▶ **WORK REQUEST**: Reply with every entry, repeated exactly as given.

Stored items from a collection:
Content starts
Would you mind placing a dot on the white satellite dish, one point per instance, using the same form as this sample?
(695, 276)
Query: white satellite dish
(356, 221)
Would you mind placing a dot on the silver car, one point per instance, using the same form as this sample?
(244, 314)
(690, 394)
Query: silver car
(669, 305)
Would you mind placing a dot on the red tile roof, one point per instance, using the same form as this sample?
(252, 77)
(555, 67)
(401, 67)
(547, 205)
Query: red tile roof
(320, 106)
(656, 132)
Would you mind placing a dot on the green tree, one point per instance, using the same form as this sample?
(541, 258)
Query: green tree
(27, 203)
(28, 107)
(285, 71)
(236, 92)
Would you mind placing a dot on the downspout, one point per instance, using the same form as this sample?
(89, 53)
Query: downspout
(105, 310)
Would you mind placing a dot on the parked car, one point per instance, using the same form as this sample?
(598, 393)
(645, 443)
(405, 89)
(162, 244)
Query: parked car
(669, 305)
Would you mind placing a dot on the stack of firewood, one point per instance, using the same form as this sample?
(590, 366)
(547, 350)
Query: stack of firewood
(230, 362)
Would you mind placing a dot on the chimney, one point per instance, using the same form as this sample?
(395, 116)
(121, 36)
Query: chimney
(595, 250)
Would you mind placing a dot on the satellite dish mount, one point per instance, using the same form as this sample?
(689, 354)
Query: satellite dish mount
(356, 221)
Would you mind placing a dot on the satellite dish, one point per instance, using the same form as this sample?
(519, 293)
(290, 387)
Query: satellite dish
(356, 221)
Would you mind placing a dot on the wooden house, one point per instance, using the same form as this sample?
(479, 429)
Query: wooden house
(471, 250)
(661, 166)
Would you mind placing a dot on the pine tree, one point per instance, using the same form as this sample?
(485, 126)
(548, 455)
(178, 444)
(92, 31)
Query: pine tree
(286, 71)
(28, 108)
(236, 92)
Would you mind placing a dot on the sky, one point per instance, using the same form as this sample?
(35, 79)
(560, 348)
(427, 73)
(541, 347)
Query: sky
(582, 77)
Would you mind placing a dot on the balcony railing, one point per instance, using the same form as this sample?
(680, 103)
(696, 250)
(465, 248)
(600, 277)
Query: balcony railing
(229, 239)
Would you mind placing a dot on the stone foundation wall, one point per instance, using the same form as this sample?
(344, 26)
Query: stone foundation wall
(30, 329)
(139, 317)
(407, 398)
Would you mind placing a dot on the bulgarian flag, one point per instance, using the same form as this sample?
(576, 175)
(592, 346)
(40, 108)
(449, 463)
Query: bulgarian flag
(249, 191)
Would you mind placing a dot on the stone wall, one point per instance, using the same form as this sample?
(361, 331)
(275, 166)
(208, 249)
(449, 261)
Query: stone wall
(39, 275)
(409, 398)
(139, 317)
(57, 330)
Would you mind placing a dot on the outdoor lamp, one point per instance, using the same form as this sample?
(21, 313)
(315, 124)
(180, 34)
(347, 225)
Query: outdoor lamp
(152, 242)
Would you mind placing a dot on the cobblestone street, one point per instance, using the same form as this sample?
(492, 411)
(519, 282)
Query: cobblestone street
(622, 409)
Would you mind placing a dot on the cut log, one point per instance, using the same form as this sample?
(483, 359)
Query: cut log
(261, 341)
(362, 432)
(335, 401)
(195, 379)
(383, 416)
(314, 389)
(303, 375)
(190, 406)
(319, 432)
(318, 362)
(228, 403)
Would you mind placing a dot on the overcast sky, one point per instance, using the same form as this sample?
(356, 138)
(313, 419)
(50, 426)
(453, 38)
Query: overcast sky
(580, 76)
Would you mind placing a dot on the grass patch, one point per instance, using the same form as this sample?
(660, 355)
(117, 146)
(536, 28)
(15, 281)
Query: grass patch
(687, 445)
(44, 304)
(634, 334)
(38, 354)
Content ends
▶ **OUTPUT**:
Would you mind placing a dot on the white satellite dish, one point per instance, using the same form as this sample?
(695, 276)
Query: white satellite dish
(356, 221)
Would you mind placing a dot on the silver car, one point per instance, using the same form as this sample?
(244, 314)
(690, 394)
Query: silver car
(669, 305)
Would you mind placing a dot on the red tile roof, one point per instance, using the same form as this sample?
(252, 77)
(555, 67)
(401, 67)
(547, 205)
Query: red tile roof
(320, 106)
(656, 132)
Would you mind placing a dot on the green tree, one point per instance, using the same form as this sample?
(541, 258)
Query: green tree
(27, 203)
(28, 107)
(285, 71)
(236, 92)
Would you mind placing a dot on the downspout, one point per instance, using the same form as this sample?
(89, 53)
Query: downspout
(105, 310)
Would you mind placing a dot on the parked car, one point per instance, using the same form as this sample?
(598, 393)
(645, 443)
(405, 89)
(162, 244)
Query: parked car
(669, 305)
Would you mind placing a dot on the stack of firewood, one point per instance, using the same form as this sample?
(590, 366)
(547, 350)
Query: stack of firewood
(230, 362)
Would you mind placing a dot on the chimney, one point per instance, using the same form as this sample?
(395, 116)
(121, 36)
Query: chimney
(595, 250)
Would you mind placing a dot on the satellite dish mount, one point per instance, using the same form as this sample?
(689, 354)
Query: satellite dish mount
(356, 221)
Would you mind placing a dot on the satellite dish, one point per instance, using the same form as this sample?
(519, 293)
(290, 387)
Query: satellite dish
(356, 221)
Would you mind placing a dot on the wooden house, one point per instance, using the same form as this sample?
(479, 429)
Query: wooden house
(471, 250)
(661, 166)
Would you mind placing a dot on the pine tree, one point per instance, using the same form as this sample?
(485, 126)
(548, 455)
(178, 444)
(92, 31)
Query: pine tree
(286, 71)
(28, 108)
(236, 92)
Would you mind placing a dot on the sky, one point per instance, using the same form as this sample?
(35, 79)
(560, 348)
(427, 73)
(541, 347)
Query: sky
(582, 77)
Would you mind placing a dot on the balcony railing, one point per instance, using the same form as this sample?
(680, 103)
(696, 250)
(465, 248)
(600, 277)
Query: balcony railing
(229, 239)
Would you mind placing a dot on the stone foundation wall, one point per instance, using the same form as this sample?
(344, 26)
Query: stone foundation wall
(30, 329)
(139, 317)
(407, 398)
Would you mind placing a dot on the bulgarian flag, one point per instance, using the same form as this sample?
(576, 175)
(592, 346)
(40, 108)
(449, 463)
Query: bulgarian flag
(249, 191)
Would you mind placing a dot on the stone wall, one point per instance, using the same form as this sample?
(361, 331)
(275, 166)
(208, 249)
(449, 261)
Query: stone wall
(39, 275)
(409, 398)
(139, 317)
(57, 330)
Would you mind placing a dot on the outdoor lamp, one point per instance, using the same form as this sample?
(21, 313)
(315, 124)
(180, 34)
(347, 225)
Query: outdoor lamp
(152, 242)
Would you mind placing a dot on the cobblestone street, one point per instance, using the same form as this sample?
(492, 411)
(519, 282)
Query: cobblestone street
(622, 409)
Would you mind placing a dot on the cut log, one point per instance, using the same form as this sample?
(483, 359)
Query: cut log
(261, 341)
(362, 432)
(335, 401)
(195, 379)
(383, 416)
(314, 389)
(303, 375)
(190, 406)
(319, 432)
(318, 362)
(228, 403)
Would you mind placing a dot on the overcast sky, one point per instance, using the same form as this sample?
(356, 138)
(313, 419)
(50, 426)
(453, 38)
Query: overcast sky
(580, 76)
Would you mind placing a dot on the grass patch, one point per instance, using the same form as this sample?
(660, 355)
(117, 146)
(536, 28)
(15, 281)
Query: grass patch
(687, 445)
(44, 304)
(634, 334)
(38, 354)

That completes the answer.